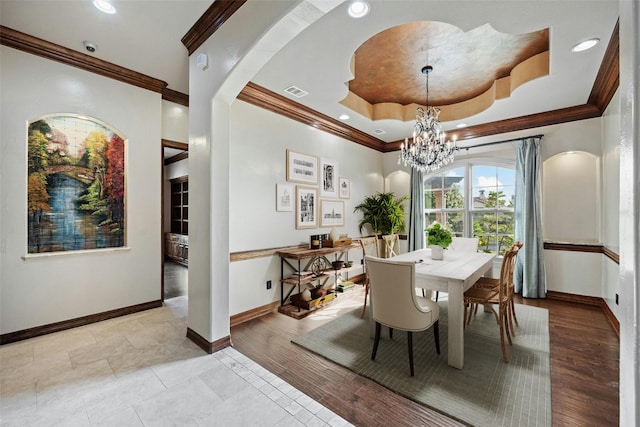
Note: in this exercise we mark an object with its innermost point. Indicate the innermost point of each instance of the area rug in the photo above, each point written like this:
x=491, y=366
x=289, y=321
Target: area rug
x=486, y=392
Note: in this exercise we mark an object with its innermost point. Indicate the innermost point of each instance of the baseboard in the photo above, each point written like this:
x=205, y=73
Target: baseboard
x=613, y=321
x=584, y=299
x=74, y=323
x=239, y=318
x=580, y=299
x=209, y=347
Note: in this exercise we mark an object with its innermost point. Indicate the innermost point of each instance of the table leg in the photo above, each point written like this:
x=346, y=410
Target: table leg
x=456, y=325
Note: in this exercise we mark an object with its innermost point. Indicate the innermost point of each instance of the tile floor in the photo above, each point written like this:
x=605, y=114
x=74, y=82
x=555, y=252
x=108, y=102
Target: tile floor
x=141, y=370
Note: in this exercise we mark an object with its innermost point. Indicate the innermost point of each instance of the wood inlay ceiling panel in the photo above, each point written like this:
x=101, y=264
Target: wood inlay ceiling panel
x=471, y=69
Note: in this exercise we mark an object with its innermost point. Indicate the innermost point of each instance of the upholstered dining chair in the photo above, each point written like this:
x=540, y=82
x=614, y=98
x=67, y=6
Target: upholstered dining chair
x=391, y=244
x=488, y=296
x=369, y=247
x=394, y=302
x=462, y=244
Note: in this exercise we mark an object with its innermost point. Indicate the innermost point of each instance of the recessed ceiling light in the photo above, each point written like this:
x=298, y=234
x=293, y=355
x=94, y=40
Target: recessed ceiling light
x=358, y=8
x=584, y=45
x=104, y=6
x=296, y=91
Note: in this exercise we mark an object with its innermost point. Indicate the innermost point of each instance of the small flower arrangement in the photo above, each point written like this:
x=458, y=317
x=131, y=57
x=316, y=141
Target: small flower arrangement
x=438, y=235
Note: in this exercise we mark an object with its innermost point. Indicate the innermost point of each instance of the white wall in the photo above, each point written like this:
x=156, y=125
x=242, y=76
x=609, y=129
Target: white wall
x=571, y=209
x=256, y=167
x=46, y=289
x=611, y=201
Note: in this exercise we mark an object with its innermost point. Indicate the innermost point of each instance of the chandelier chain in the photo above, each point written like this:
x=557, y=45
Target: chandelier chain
x=428, y=150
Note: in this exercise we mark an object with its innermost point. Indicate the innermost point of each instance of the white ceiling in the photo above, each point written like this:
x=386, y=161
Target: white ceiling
x=145, y=36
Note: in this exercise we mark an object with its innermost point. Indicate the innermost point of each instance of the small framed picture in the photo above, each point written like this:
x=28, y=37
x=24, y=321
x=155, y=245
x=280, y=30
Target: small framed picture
x=328, y=178
x=284, y=197
x=331, y=213
x=344, y=188
x=302, y=168
x=306, y=207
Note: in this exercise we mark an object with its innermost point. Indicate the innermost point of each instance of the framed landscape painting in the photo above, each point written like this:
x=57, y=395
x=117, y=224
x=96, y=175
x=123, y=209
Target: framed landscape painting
x=306, y=207
x=75, y=185
x=344, y=188
x=302, y=168
x=331, y=213
x=284, y=197
x=328, y=178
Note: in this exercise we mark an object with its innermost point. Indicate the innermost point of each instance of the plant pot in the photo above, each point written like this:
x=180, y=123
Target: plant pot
x=337, y=265
x=437, y=252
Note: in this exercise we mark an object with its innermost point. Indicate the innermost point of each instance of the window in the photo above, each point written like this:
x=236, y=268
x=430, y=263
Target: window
x=180, y=205
x=474, y=201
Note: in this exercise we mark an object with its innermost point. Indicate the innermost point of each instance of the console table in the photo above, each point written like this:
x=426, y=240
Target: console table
x=294, y=261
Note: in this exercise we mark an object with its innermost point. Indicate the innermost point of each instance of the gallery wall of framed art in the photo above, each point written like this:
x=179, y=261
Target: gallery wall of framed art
x=319, y=195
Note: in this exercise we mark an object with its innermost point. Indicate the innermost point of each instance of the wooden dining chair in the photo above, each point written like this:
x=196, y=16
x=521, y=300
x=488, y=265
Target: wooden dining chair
x=391, y=244
x=488, y=282
x=489, y=296
x=369, y=247
x=394, y=302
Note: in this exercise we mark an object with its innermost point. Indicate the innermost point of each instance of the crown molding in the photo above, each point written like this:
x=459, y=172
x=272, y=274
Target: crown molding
x=175, y=96
x=210, y=21
x=563, y=115
x=608, y=78
x=175, y=144
x=603, y=90
x=30, y=44
x=264, y=98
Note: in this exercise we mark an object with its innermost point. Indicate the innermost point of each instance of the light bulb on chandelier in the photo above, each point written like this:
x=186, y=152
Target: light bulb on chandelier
x=428, y=150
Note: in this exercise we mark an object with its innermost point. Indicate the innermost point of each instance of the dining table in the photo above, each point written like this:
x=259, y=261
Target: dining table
x=454, y=274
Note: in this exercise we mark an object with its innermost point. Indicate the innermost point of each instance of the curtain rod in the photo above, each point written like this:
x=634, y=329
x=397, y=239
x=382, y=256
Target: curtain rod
x=501, y=142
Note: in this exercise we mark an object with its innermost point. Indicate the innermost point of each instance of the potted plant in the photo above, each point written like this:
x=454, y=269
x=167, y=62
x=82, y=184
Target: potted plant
x=383, y=213
x=438, y=238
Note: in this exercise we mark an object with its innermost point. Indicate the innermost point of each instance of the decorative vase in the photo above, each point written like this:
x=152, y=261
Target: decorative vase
x=334, y=235
x=437, y=252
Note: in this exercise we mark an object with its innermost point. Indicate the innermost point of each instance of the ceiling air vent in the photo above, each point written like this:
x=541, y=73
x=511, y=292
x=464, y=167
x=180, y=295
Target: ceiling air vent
x=296, y=91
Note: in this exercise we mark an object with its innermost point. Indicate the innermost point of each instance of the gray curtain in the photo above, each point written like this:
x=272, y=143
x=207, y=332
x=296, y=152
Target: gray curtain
x=529, y=277
x=416, y=211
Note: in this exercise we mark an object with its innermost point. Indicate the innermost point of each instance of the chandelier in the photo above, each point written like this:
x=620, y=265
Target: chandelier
x=428, y=150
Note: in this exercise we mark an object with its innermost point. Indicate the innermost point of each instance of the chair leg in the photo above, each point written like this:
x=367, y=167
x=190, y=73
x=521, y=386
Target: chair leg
x=376, y=340
x=410, y=344
x=366, y=293
x=510, y=318
x=504, y=348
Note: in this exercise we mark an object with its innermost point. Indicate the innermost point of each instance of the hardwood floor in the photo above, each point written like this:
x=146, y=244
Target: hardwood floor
x=584, y=367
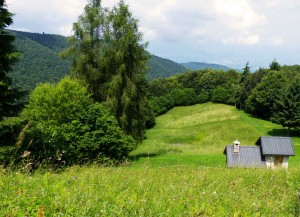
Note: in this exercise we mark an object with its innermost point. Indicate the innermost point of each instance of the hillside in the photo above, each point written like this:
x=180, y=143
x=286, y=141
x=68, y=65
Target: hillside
x=163, y=68
x=179, y=170
x=203, y=65
x=40, y=61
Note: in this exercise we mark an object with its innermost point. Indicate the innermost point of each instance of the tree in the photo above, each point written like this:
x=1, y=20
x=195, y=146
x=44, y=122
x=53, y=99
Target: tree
x=262, y=97
x=127, y=60
x=66, y=126
x=286, y=108
x=88, y=49
x=110, y=57
x=9, y=97
x=275, y=65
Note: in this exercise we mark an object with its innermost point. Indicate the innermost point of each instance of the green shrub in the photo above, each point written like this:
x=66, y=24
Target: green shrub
x=10, y=129
x=66, y=127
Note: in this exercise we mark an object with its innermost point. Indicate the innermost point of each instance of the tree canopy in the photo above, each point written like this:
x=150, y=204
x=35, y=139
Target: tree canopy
x=108, y=54
x=9, y=97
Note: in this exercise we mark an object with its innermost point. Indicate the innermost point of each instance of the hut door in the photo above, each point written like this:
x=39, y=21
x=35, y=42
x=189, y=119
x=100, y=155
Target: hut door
= = = =
YOUR ASSIGNMENT ->
Since the listing holds pictures, return everything else in it exactly and omit those.

RESULT OF THIS EXERCISE ->
Note: in this exercise we mark an object with its innermost point. Indicate the innermost point of each instance of the area rug in the photo above, each point written like this:
x=491, y=366
x=289, y=321
Target: area rug
x=486, y=392
Note: in this exercise we mark an object with its innermost point. Indicate the innermost point of each instance of the baseboard in the photo above, each point written like this:
x=205, y=73
Target: baseboard
x=613, y=321
x=584, y=299
x=74, y=323
x=239, y=318
x=580, y=299
x=209, y=347
Note: in this exercise we mark an object with its innermost point. Indicate the innermost point of each instance of the table leg in the photo above, each point written like this:
x=346, y=410
Target: table leg
x=456, y=325
Note: in this exercise we mark an object with its innermost point. Indicate the innermost point of each instance of the tile floor in the photo above, each point written like this:
x=605, y=114
x=74, y=82
x=555, y=252
x=108, y=102
Target: tile floor
x=141, y=370
Note: in this exercise we mark an object with its innermost point. Indicate the innermost point of each instance of the wood inlay ceiling panel in the photo above, each point written like this:
x=101, y=264
Target: wood inlay ceiling panel
x=471, y=69
Note: in this exercise we mark an object with its innermost point. Indicate the innermost point of each instance of the upholstered dining chair in the photo above, each point written like this:
x=540, y=82
x=614, y=98
x=67, y=6
Target: upholstered dining chair
x=391, y=244
x=488, y=296
x=369, y=247
x=394, y=302
x=462, y=244
Note: in this exercise we mark an object with its innermost point. Indicate the innermost point of each instance of the recessed ceiling light in the photo above, each point written like this:
x=298, y=234
x=293, y=355
x=94, y=40
Target: recessed ceiling light
x=358, y=8
x=584, y=45
x=104, y=6
x=296, y=91
Note: in this exercise we mark an object with its innermost point. Indicate the innermost point of each instance of the small flower arrangement in the photo above, each point written like this:
x=458, y=317
x=131, y=57
x=316, y=141
Target: small flower arrangement
x=438, y=235
Note: in this exercise we mark an object with its innermost point. Indicate the innermost point of each instance of the white wall in the photo above, each point written like this:
x=156, y=125
x=242, y=76
x=609, y=129
Target: white wall
x=571, y=209
x=256, y=167
x=46, y=289
x=611, y=201
Note: in this exercise we mark an object with its innermost point. Indicate the innermost point of each instance of the chandelier chain in the photo above, each point written like this:
x=557, y=45
Target: chandelier chain
x=428, y=150
Note: in this exercise we mark an object with its innermost point. Indicate the innermost point of each instance of the white ceiling in the photo above, each point written like this:
x=386, y=161
Target: white ceiling
x=145, y=36
Note: in this exercise we mark an object with its innermost point. Indicate the innermost point of each instance of the small framed picture in the photo above, each point written like this:
x=28, y=37
x=24, y=321
x=155, y=245
x=280, y=30
Target: small framed picture
x=328, y=178
x=284, y=197
x=331, y=213
x=344, y=188
x=302, y=168
x=306, y=207
Note: in this exercise we mark an object with its innermost point. Indicate the innermost point of each instance of the framed landscape painting in the photo above, each point written like this:
x=57, y=395
x=117, y=224
x=96, y=175
x=123, y=209
Target: framed landscape painting
x=306, y=207
x=75, y=185
x=344, y=188
x=302, y=168
x=331, y=213
x=284, y=197
x=328, y=178
Note: in this exercise we mark an object with its innermost point. Indicate the innermost point of each instance of the plant pot in the photo above, each point written like this:
x=180, y=123
Target: plant pot
x=337, y=265
x=437, y=252
Note: in this exercise we mark an object with its innermost point. Indicate the innermost point of each instance of the window in the photo above, each point written like this:
x=236, y=268
x=430, y=263
Target: window
x=180, y=205
x=474, y=201
Note: in this exercise we mark an object with its innermost point. Indicate the innermost point of each instance of the console table in the photo above, each point written like this:
x=426, y=240
Target: console table
x=294, y=261
Note: in this exercise we mark an object with its innermost point. Indicate the innermost point of each instance of the gallery wall of framed art in the photo above, each point written like this:
x=179, y=261
Target: gallery wall of framed art
x=319, y=195
Note: in this exercise we mark an object with its innermost point. Indicate the innermost point of each instance of the wooden dining chair in the photo above, each point written like this:
x=196, y=16
x=521, y=300
x=488, y=265
Target: wooden dining chair
x=391, y=244
x=488, y=282
x=489, y=296
x=369, y=247
x=394, y=302
Note: in this exercise we mark an object with its innermost point. Indicate the innermost point of each instance of the crown molding in the photo above, each point written like this:
x=459, y=172
x=272, y=274
Target: crown molding
x=175, y=96
x=210, y=21
x=563, y=115
x=608, y=78
x=175, y=144
x=603, y=90
x=30, y=44
x=264, y=98
Note: in this exercise we mark an object with its innermost point. Indicate the innermost point of each instance of the light bulb on chandelier in the photo above, each point written like this:
x=186, y=152
Target: light bulb on chandelier
x=428, y=150
Note: in this exercise we mark an object with its innermost point. Indicate the innermost point of each instance of the dining table in the photo above, each point written like this:
x=259, y=261
Target: dining table
x=454, y=274
Note: in this exercise we mark an object with its innermost point. Indicate the innermost point of each instance of the curtain rod in the photo above, each point written like this:
x=634, y=329
x=397, y=239
x=382, y=256
Target: curtain rod
x=501, y=142
Note: in this exercise we mark an object with its innermost point. Indicate the innermost point of each instance of the potted plant in the photo above, each point written like this:
x=454, y=269
x=167, y=62
x=82, y=184
Target: potted plant
x=383, y=213
x=438, y=238
Note: in this exercise we mark an object with its innermost point. Indicate the innermost point of each instance of the decorative vase in the photo above, each point written like this:
x=152, y=261
Target: decorative vase
x=334, y=235
x=437, y=252
Note: in this exercise we mark an object with its innermost point. Indicate the innermost point of each instance of the ceiling air vent in the photo above, each point written like this:
x=541, y=73
x=511, y=292
x=464, y=167
x=180, y=295
Target: ceiling air vent
x=296, y=91
Note: in this exercise we mark an object with its innermost point. Indicate the innermost point of each instance of the gray curtain in the photo above, each point written like this:
x=272, y=143
x=207, y=332
x=296, y=152
Target: gray curtain
x=529, y=277
x=416, y=211
Note: in this exercise we mark an object with its innermost point. Indicate the innermost point of each instance of the chandelier in the photo above, each point written like this:
x=620, y=265
Target: chandelier
x=428, y=150
Note: in this exercise we mark an object with its innermost point. Indicate the innermost point of each instance of the chair leg in the photo above, each point written like this:
x=367, y=167
x=190, y=73
x=521, y=386
Target: chair leg
x=376, y=340
x=410, y=344
x=366, y=293
x=510, y=318
x=504, y=348
Note: in this exercise we mark an object with its innermost point. Indicate the innermost point of each instance of the hardwood floor in the photo above, each point written like this:
x=146, y=244
Target: hardwood floor
x=584, y=367
Note: in this exercise we mark an object with its innermost point. Indicate the innermost point of each instance of the hillside in the photo above, each point written like this:
x=180, y=143
x=286, y=141
x=68, y=65
Target: hillside
x=163, y=68
x=179, y=170
x=203, y=65
x=40, y=61
Note: in this exercise we mark an object with its innermost point. Indicate the innermost point of each instance of the tree in the photo above, each point written like this:
x=1, y=20
x=195, y=146
x=44, y=122
x=53, y=99
Target: tree
x=262, y=97
x=127, y=60
x=66, y=126
x=286, y=108
x=88, y=49
x=110, y=57
x=9, y=97
x=275, y=65
Note: in this exercise we mark an object with its innermost point. Indicate the innermost point of each instance of the green shrub in the photo above, each point written like this:
x=66, y=24
Target: green shrub
x=10, y=129
x=66, y=127
Note: in this exercise we mark an object with its innermost point. Indicate the innermost point of each instance of the tree canopy in the photo above, each point written like this:
x=150, y=204
x=35, y=139
Target: tree canopy
x=108, y=54
x=9, y=97
Note: in this exercise we mark an object with its innermost point. Indicate the innermost point of each instance of the hut door in the photo above, each point written like this:
x=39, y=21
x=35, y=42
x=189, y=119
x=100, y=155
Target: hut door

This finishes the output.